::: Text :::

# 537: Lebens-Prioritäten
Mit tief empfundenem Dank an BK für Dein Sein, an MP für Deine Ehrlichkeit, an MD für Deinen Mut, und an IP für Deine Inspiration zu diesem Text.
„Lehre uns bedenken, dass wir sterben müssen, auf dass wir klug werden.“ (Psalmen 90:12)
Vor etwa einem halben Jahr ließ ich von heute auf morgen meine ehrenamtliche Seelsorgearbeit für unbestimmte Zeit ruhen. In der Email, die ich an das Team schrieb, gab ich keinen Grund dafür an und löste einen gewaltigen Rums an Überraschung, Fragezeichen und teils Traurigkeit aus. Ich wusste zwar, dass ich den „wahren“ Grund, der letztlich am Abend zuvor diese Entscheidung bedingte, hätte benennen können. Ich wusste aber auch, dass diese auslösende Situation nur der berühmte Tropfen war, der das Fass zum Überlaufen gebracht hatte. In Wahrheit hatte ich schon seit vielen Monaten innerlich gewusst, dass es so nicht weitergehen konnte. Und das hat nichts mit anderen Menschen oder Arbeitskontexten zu tun — das hatte einzig und allein mit mir zu tun.
Heute erst kann ich klarer sehen und benennen, was das wirkliche Problem war: Es waren mangelnde Prioritäten im Leben. Und wenn ich diese Geschichte hier einleitend beschreibe, dann nur, weil sie als Beispiel für etwas wesentlich größeres steht. Ich möchte also behaupten, dass mir diese Reflexion zu den Prioritäten verdeutlicht hat, dass man so ziemlich jedes „Problem“ im Leben — also Dinge, die einen innerlich oder äußerlich belasten — mit Prioritäten beschreiben bzw. erklären kann. Das ist an sich nichts Neues und ich bin eine von Millionen Menschen, die im Laufe der Geschichte darüber geschrieben haben. Mir ist es aber genau jetzt und genau in dieser Zeit ein Anliegen, diese Erkenntnisse, die wirkliche Aha-Momente zusammenfassen, zu teilen.

:::

§ **Gestellte Aufgabe 1**
Gib den Text über Lebens-Prioritäten von „Vor etwa einem“ bis „mir zu tun.“ wieder und tausche dabei „ehrenamtliche Seelsorgearbeit“ gegen „ehrenamtliche Hospizarbeit“ aus.
§ **Gestellte Aufgabe 2**
Was wird im Text über Lebens-Prioritäten rückblickend als das wirkliche Problem benannt?

::: Extrahierte Daten :::

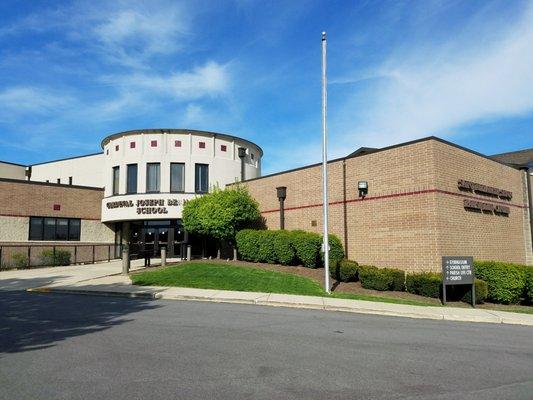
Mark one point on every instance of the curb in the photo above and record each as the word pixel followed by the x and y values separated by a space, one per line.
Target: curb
pixel 493 319
pixel 139 295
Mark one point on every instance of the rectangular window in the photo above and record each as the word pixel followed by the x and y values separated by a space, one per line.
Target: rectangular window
pixel 116 179
pixel 201 177
pixel 49 232
pixel 55 229
pixel 152 177
pixel 131 179
pixel 177 177
pixel 36 228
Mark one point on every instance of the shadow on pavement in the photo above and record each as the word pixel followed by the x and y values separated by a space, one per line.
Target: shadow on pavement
pixel 30 321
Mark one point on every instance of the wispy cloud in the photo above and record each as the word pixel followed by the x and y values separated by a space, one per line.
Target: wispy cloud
pixel 437 88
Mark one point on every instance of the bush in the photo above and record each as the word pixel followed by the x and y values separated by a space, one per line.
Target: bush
pixel 282 246
pixel 266 250
pixel 426 284
pixel 345 271
pixel 20 260
pixel 481 292
pixel 506 282
pixel 307 247
pixel 529 285
pixel 248 244
pixel 336 251
pixel 62 257
pixel 381 278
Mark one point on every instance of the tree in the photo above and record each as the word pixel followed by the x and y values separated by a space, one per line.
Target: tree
pixel 221 214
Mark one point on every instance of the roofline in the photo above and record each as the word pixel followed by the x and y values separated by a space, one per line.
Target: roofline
pixel 66 159
pixel 379 150
pixel 10 163
pixel 63 185
pixel 175 130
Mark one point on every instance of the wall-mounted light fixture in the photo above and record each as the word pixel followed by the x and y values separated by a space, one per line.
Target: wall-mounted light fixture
pixel 363 188
pixel 282 195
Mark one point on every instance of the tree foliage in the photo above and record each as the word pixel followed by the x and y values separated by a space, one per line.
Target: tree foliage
pixel 221 214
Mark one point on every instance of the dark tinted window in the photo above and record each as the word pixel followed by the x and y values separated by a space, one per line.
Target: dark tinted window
pixel 152 177
pixel 201 178
pixel 116 179
pixel 36 228
pixel 132 178
pixel 177 177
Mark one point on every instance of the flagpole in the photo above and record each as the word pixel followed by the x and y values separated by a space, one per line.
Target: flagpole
pixel 325 243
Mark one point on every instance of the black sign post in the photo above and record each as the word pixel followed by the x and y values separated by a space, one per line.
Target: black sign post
pixel 458 271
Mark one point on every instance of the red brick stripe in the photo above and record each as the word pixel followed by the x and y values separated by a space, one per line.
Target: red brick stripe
pixel 388 196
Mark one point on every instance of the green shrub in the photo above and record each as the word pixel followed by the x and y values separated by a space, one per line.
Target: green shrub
pixel 61 257
pixel 529 285
pixel 307 247
pixel 381 278
pixel 481 292
pixel 336 251
pixel 426 284
pixel 506 282
pixel 266 250
pixel 248 244
pixel 282 246
pixel 345 271
pixel 20 260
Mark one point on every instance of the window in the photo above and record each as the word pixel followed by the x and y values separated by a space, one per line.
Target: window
pixel 131 178
pixel 177 177
pixel 55 228
pixel 201 177
pixel 116 179
pixel 152 177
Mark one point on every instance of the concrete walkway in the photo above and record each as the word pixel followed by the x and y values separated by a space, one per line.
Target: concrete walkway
pixel 106 280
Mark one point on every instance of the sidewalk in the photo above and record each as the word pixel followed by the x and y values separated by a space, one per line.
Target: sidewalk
pixel 119 285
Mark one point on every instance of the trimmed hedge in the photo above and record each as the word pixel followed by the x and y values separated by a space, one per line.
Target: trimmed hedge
pixel 336 251
pixel 61 257
pixel 506 282
pixel 345 271
pixel 307 246
pixel 286 247
pixel 428 284
pixel 381 278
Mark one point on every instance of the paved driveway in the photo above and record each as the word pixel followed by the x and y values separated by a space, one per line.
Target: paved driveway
pixel 31 278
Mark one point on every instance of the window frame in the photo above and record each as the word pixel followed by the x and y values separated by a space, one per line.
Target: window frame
pixel 158 190
pixel 128 166
pixel 182 178
pixel 197 174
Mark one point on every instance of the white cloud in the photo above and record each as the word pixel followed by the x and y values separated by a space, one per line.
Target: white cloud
pixel 443 87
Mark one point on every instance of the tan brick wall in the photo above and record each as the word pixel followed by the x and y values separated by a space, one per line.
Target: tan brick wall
pixel 408 220
pixel 32 199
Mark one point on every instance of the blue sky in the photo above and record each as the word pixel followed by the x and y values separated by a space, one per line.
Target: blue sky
pixel 73 72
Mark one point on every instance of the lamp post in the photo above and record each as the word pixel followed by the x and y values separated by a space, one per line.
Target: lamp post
pixel 325 244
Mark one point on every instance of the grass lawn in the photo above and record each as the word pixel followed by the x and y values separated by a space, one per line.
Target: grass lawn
pixel 230 277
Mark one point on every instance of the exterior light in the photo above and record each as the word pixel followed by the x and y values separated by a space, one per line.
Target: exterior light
pixel 363 188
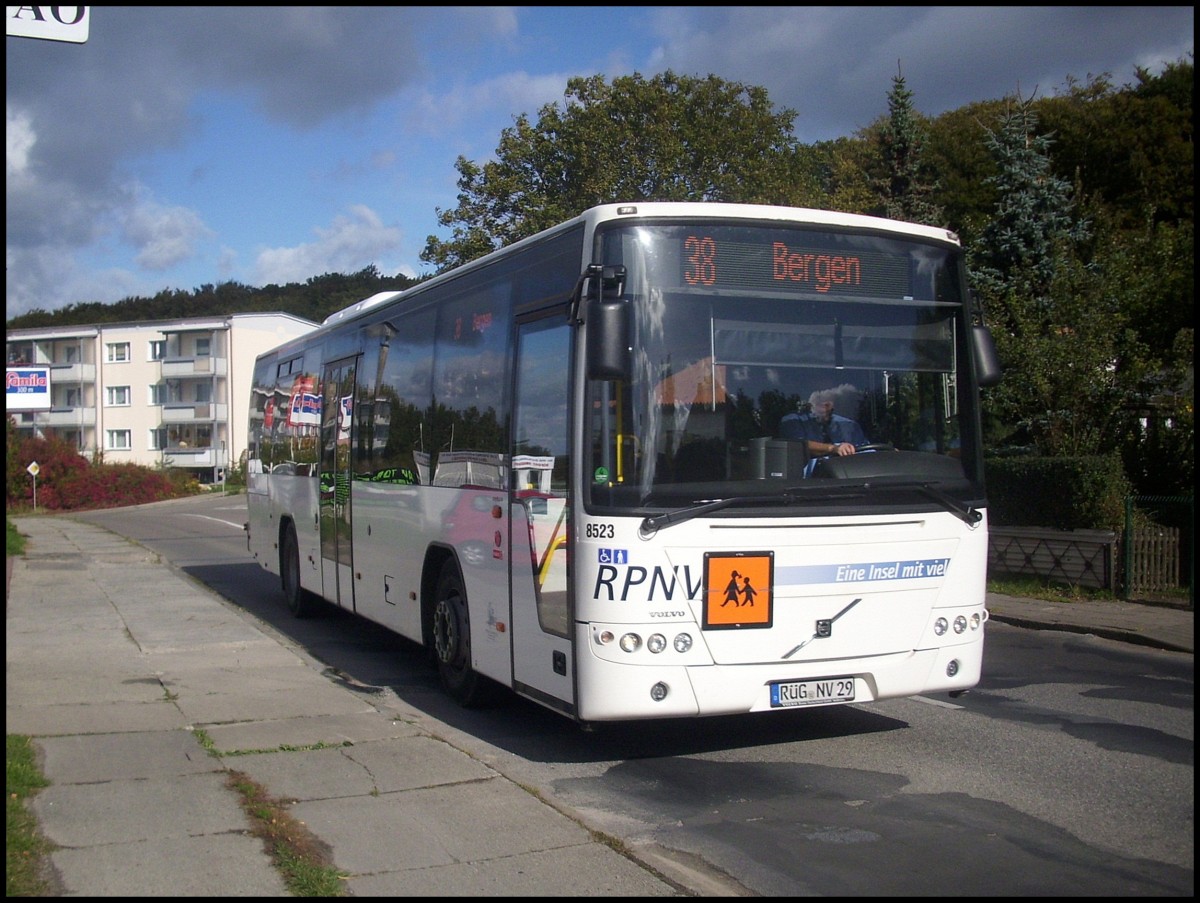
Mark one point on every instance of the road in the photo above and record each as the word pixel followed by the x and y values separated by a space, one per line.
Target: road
pixel 1068 771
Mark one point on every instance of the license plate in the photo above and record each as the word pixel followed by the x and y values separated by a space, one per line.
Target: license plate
pixel 826 692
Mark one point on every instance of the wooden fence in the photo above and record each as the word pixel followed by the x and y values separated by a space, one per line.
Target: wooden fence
pixel 1152 560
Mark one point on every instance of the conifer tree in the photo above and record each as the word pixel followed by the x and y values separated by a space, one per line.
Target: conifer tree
pixel 907 187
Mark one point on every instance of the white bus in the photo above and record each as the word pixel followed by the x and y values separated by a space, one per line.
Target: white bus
pixel 562 470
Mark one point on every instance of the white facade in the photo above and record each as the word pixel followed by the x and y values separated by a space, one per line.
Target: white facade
pixel 162 393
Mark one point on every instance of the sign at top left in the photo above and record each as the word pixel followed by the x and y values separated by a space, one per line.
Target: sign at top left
pixel 51 23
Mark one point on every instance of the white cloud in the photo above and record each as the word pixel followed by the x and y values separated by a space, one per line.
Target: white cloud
pixel 349 244
pixel 163 235
pixel 18 142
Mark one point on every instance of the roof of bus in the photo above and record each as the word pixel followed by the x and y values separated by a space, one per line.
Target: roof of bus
pixel 670 209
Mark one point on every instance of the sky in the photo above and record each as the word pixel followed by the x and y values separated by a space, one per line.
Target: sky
pixel 181 147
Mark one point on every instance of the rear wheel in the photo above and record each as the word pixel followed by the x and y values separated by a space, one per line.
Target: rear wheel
pixel 451 641
pixel 300 602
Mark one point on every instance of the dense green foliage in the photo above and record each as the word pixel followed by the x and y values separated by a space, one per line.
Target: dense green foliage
pixel 1084 492
pixel 1077 211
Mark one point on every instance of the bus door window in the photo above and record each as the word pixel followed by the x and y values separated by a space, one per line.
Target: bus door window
pixel 540 461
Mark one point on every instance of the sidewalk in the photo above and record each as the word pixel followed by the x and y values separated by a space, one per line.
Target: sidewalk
pixel 114 662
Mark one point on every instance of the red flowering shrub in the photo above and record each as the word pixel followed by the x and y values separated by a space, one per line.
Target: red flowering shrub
pixel 69 482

:::

§ **Endgültige Antwort 1**
Vor etwa einem halben Jahr ließ ich von heute auf morgen meine ehrenamtliche Hospizarbeit für unbestimmte Zeit ruhen. In der Email, die ich an das Team schrieb, gab ich keinen Grund dafür an und löste einen gewaltigen Rums an Überraschung, Fragezeichen und teils Traurigkeit aus. Ich wusste zwar, dass ich den „wahren“ Grund, der letztlich am Abend zuvor diese Entscheidung bedingte, hätte benennen können. Ich wusste aber auch, dass diese auslösende Situation nur der berühmte Tropfen war, der das Fass zum Überlaufen gebracht hatte. In Wahrheit hatte ich schon seit vielen Monaten innerlich gewusst, dass es so nicht weitergehen konnte. Und das hat nichts mit anderen Menschen oder Arbeitskontexten zu tun — das hatte einzig und allein mit mir zu tun.

§ **Endgültige Antwort 2**
Mangelnde Prioritäten im Leben.